* _WRITTEN INSTRUCTION_
Reproduce without alteration the part of the items that opens with the line containing "Annotate each instance of the background" and closes with the final line of the items.

* _RECORDS FOR THE EXERCISE_
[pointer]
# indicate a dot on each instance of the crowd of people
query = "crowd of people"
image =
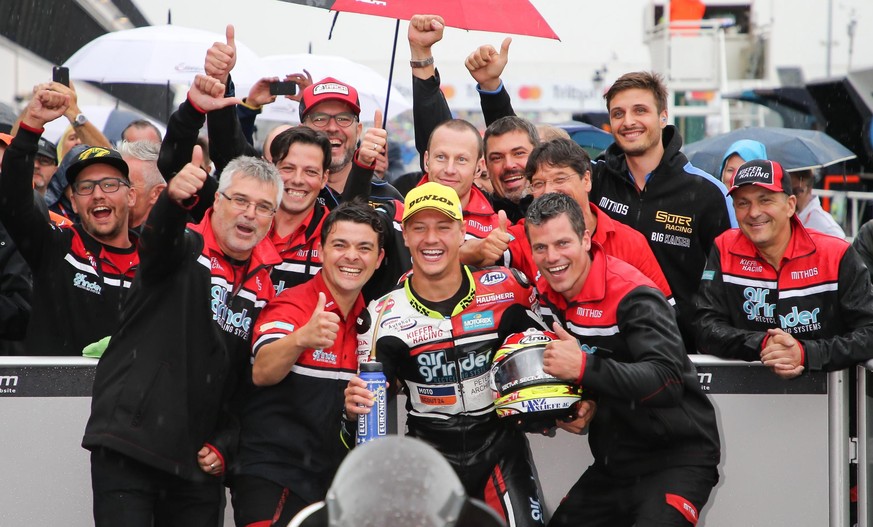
(231, 292)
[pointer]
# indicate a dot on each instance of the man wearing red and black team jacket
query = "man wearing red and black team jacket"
(81, 273)
(167, 391)
(646, 182)
(653, 435)
(290, 445)
(774, 291)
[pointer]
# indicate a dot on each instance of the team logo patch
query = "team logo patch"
(276, 324)
(385, 305)
(493, 277)
(437, 396)
(398, 324)
(474, 321)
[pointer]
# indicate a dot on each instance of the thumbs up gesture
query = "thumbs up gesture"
(563, 358)
(207, 93)
(189, 180)
(497, 241)
(374, 141)
(221, 57)
(321, 330)
(486, 65)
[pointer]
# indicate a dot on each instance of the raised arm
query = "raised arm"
(486, 66)
(429, 106)
(19, 212)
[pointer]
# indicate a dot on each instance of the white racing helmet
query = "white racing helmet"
(523, 391)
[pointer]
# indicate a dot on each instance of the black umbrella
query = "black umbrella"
(793, 148)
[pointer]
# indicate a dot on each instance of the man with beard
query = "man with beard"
(329, 106)
(81, 272)
(563, 166)
(167, 391)
(508, 143)
(645, 181)
(654, 435)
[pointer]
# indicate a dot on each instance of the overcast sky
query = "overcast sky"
(593, 33)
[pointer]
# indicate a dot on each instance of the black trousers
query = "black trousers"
(129, 493)
(258, 502)
(670, 497)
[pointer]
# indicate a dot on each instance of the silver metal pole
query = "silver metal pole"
(864, 512)
(838, 447)
(830, 37)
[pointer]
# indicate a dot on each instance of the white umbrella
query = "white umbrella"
(108, 119)
(372, 87)
(152, 55)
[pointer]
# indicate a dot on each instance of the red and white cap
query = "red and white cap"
(329, 89)
(763, 173)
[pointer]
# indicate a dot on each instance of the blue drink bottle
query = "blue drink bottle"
(374, 424)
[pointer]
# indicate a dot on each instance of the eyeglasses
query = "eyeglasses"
(241, 204)
(107, 185)
(321, 120)
(45, 161)
(540, 184)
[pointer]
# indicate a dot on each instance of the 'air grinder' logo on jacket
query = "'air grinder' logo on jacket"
(229, 321)
(436, 367)
(756, 306)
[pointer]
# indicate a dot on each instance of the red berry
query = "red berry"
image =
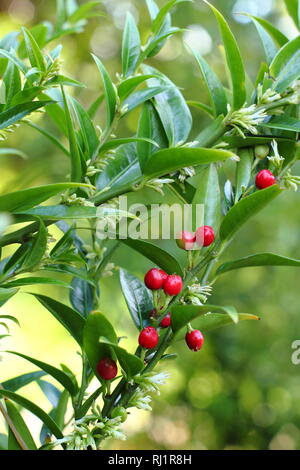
(186, 240)
(173, 285)
(194, 339)
(205, 235)
(166, 321)
(163, 274)
(154, 279)
(148, 337)
(107, 368)
(264, 179)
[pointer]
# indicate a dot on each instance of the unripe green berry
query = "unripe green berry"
(261, 151)
(119, 411)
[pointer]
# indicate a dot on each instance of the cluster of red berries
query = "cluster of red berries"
(156, 279)
(204, 236)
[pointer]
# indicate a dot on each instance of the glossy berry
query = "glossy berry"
(194, 339)
(186, 240)
(148, 337)
(264, 179)
(205, 235)
(173, 285)
(261, 151)
(166, 321)
(163, 274)
(155, 279)
(107, 368)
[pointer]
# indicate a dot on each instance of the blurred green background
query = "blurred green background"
(242, 391)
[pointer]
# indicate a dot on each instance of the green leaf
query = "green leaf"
(139, 97)
(9, 151)
(62, 80)
(285, 122)
(243, 171)
(61, 212)
(76, 168)
(57, 414)
(269, 46)
(160, 18)
(208, 194)
(10, 318)
(27, 198)
(22, 380)
(84, 11)
(34, 52)
(12, 82)
(38, 249)
(279, 38)
(88, 403)
(128, 86)
(130, 363)
(69, 318)
(36, 410)
(82, 296)
(13, 58)
(57, 374)
(21, 428)
(212, 133)
(120, 171)
(6, 294)
(214, 86)
(211, 321)
(150, 127)
(171, 107)
(138, 298)
(12, 115)
(245, 209)
(118, 142)
(250, 141)
(109, 91)
(204, 107)
(156, 254)
(183, 314)
(285, 67)
(156, 44)
(29, 281)
(3, 441)
(169, 160)
(293, 9)
(234, 60)
(87, 129)
(97, 326)
(131, 46)
(259, 259)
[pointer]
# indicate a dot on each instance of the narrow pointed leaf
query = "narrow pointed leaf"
(109, 91)
(27, 198)
(214, 86)
(57, 374)
(97, 326)
(22, 380)
(131, 46)
(169, 160)
(157, 255)
(36, 410)
(245, 209)
(69, 318)
(234, 60)
(259, 259)
(138, 298)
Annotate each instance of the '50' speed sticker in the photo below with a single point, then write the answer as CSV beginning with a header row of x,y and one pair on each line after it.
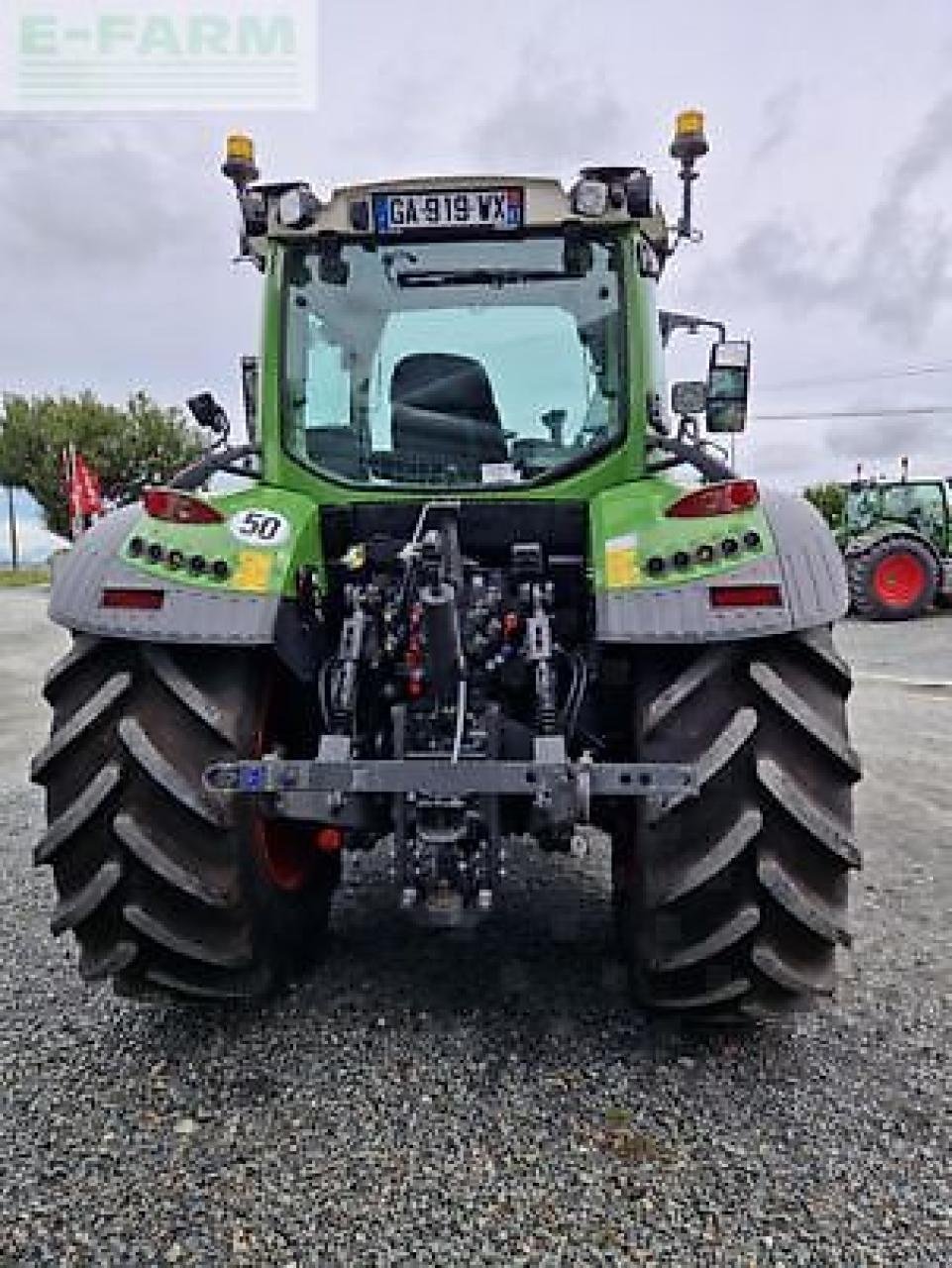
x,y
262,528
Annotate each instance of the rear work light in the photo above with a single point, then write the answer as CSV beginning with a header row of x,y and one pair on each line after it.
x,y
167,503
735,494
134,598
746,596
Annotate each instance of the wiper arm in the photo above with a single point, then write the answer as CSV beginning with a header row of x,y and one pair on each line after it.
x,y
476,277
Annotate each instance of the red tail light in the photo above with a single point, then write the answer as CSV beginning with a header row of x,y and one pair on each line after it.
x,y
735,494
167,503
134,598
746,596
329,841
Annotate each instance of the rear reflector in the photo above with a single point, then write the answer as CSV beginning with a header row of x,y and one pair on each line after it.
x,y
746,596
329,841
134,600
167,503
735,494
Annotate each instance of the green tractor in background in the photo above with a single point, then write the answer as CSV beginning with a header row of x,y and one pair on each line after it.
x,y
897,538
467,606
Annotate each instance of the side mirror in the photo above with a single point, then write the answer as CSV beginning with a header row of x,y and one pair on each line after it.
x,y
728,385
209,415
688,397
249,390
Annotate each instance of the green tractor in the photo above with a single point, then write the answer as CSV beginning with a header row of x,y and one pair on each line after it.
x,y
464,607
897,537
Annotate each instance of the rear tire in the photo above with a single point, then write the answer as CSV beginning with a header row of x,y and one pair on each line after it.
x,y
166,887
730,904
894,580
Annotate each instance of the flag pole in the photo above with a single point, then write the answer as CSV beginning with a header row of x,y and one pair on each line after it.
x,y
76,517
12,521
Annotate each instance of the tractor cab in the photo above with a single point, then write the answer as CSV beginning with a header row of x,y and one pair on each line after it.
x,y
923,505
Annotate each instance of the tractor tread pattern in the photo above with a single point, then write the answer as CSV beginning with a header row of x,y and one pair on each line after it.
x,y
100,965
145,846
231,954
77,814
159,884
84,647
717,755
790,796
86,900
173,678
798,900
222,992
714,997
731,904
796,978
82,720
726,935
669,886
685,687
168,778
800,713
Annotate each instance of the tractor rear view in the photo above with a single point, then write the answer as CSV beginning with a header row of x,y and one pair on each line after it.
x,y
485,592
897,537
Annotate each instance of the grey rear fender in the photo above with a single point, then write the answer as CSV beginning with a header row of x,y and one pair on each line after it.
x,y
806,565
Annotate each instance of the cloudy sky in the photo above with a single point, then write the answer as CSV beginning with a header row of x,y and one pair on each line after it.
x,y
824,199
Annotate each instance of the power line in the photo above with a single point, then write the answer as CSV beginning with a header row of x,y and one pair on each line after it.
x,y
855,413
832,380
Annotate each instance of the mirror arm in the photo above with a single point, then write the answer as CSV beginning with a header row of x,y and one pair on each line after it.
x,y
194,476
694,456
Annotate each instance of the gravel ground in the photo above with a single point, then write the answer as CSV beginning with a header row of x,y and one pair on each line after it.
x,y
494,1099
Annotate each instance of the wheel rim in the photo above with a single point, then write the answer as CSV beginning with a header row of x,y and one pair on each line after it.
x,y
899,580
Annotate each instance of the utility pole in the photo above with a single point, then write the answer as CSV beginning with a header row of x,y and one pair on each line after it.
x,y
12,521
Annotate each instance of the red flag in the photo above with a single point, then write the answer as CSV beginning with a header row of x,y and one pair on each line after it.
x,y
85,498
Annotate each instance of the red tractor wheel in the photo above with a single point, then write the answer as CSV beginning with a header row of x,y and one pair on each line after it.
x,y
893,580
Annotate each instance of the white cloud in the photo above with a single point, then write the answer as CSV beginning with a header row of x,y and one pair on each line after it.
x,y
36,544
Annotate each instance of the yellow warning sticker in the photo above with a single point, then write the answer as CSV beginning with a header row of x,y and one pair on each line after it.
x,y
621,566
254,571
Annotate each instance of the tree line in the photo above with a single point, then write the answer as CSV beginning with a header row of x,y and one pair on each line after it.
x,y
128,447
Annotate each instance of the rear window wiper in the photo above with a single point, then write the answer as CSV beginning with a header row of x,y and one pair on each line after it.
x,y
478,276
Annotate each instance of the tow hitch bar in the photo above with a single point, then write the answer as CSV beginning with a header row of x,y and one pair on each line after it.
x,y
303,788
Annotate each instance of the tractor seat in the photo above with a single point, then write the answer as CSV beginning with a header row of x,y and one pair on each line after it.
x,y
443,411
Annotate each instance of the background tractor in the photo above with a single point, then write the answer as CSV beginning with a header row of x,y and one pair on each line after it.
x,y
897,537
471,605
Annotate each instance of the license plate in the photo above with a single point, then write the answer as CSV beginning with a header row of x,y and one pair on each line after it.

* _TASK SOLUTION_
Annotate each instance of the background tractor in the photo above with a single point, then write the answer as CSV beginning with a header row of x,y and one pair on each line after it.
x,y
897,537
471,605
Annotate each instance of the license plate in the photo above with a single point, then write the answer as CSV beginning with a header row of x,y and one pair on each line after it.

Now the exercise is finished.